__Short task__:
Count the lines in the entries below that contain the word "mask", and give only the number.

__Provided records__:
------------------------------------------------------------------------

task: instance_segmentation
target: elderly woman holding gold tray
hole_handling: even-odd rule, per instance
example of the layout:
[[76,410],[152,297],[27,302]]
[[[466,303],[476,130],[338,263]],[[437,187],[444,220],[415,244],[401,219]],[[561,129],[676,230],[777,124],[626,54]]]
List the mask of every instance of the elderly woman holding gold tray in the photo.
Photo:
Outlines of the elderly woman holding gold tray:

------------------------------------------------------------------------

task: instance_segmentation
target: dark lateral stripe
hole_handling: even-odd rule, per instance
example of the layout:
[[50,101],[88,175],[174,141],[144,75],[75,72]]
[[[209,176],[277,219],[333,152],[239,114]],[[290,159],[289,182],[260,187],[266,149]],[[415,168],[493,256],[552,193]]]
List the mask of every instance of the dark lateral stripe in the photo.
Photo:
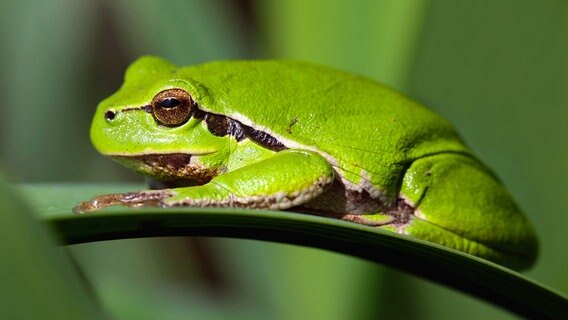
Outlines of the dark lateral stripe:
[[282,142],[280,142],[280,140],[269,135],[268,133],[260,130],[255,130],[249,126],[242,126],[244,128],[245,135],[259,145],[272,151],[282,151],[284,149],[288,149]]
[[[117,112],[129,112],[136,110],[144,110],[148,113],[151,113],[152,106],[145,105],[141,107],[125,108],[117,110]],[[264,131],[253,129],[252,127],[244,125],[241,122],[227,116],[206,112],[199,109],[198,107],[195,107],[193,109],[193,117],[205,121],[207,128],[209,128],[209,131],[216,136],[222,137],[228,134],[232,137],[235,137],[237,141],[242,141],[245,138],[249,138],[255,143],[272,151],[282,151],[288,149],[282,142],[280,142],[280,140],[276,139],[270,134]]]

------------------------------------------------------------------------

__Solution for this problem__:
2